# [Goal of the exercise]
Below are some records; output exactly the lines from the line with "Target: green metal gate" to the line with "written like (637,50).", both ends kept, and nothing more.

# [The records]
════

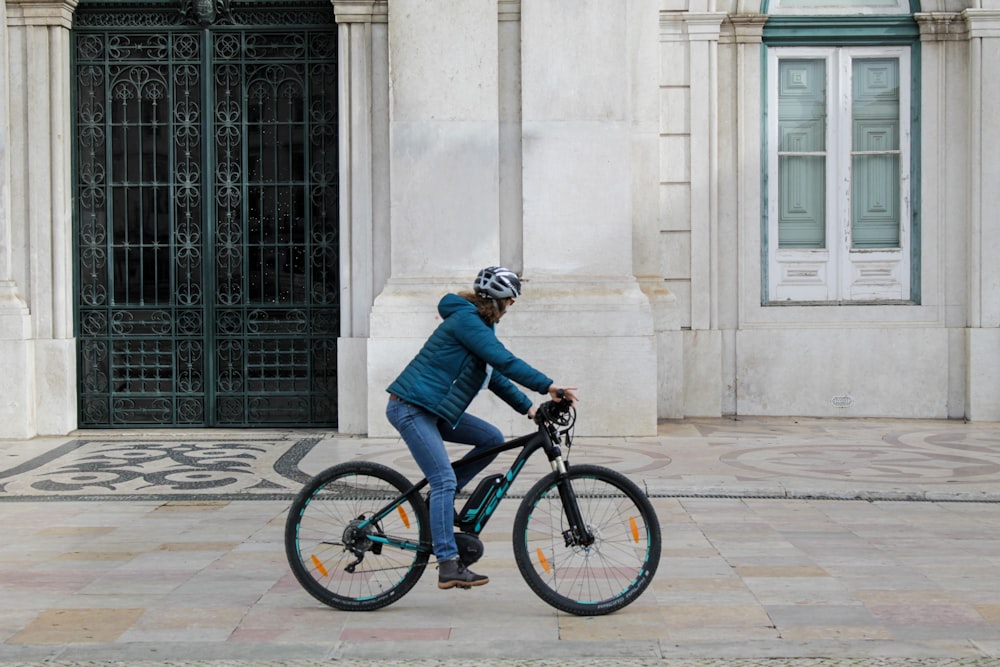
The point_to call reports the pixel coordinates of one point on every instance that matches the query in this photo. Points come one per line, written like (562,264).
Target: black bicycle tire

════

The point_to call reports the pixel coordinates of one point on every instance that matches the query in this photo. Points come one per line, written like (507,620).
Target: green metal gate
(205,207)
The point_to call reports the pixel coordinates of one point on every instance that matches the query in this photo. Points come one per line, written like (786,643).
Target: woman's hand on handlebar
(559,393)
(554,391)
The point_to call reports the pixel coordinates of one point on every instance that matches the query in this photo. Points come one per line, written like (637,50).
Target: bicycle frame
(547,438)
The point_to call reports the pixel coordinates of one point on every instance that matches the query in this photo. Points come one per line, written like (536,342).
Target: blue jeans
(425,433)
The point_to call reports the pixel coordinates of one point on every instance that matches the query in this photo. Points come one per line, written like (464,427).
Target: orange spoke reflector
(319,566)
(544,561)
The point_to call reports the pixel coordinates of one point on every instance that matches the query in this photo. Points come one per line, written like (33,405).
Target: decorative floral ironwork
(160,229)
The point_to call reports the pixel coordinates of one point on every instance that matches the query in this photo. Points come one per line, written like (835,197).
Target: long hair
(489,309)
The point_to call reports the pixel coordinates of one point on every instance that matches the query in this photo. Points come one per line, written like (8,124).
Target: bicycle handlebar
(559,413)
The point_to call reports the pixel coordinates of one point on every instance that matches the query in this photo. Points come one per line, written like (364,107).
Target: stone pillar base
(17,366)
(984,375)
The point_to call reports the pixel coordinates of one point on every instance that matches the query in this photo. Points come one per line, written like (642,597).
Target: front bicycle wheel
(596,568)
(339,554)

════

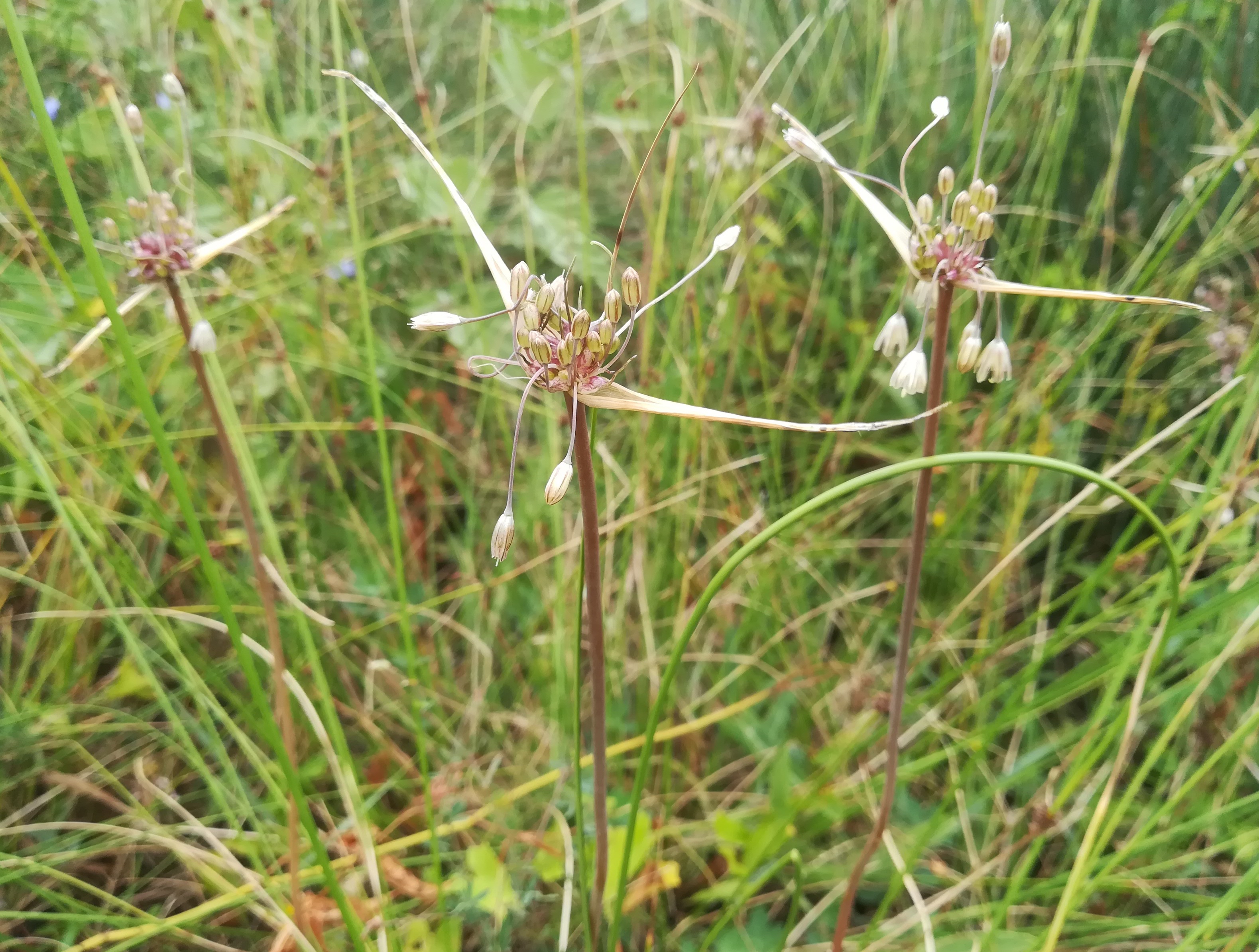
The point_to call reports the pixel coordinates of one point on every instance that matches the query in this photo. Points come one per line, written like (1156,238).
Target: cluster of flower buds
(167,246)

════

# [Result below]
Target: green metal gate
(205,207)
The point_to call reports the pixel coordinates of one point on every instance that matches the query in this photo. Points come one per line, written like (786,643).
Target: woman's hand on handlebar
(559,393)
(554,391)
The point_to call reports the pixel coordinates of one point on every instance that matches the query in this photo. Points come one per line, written like (637,50).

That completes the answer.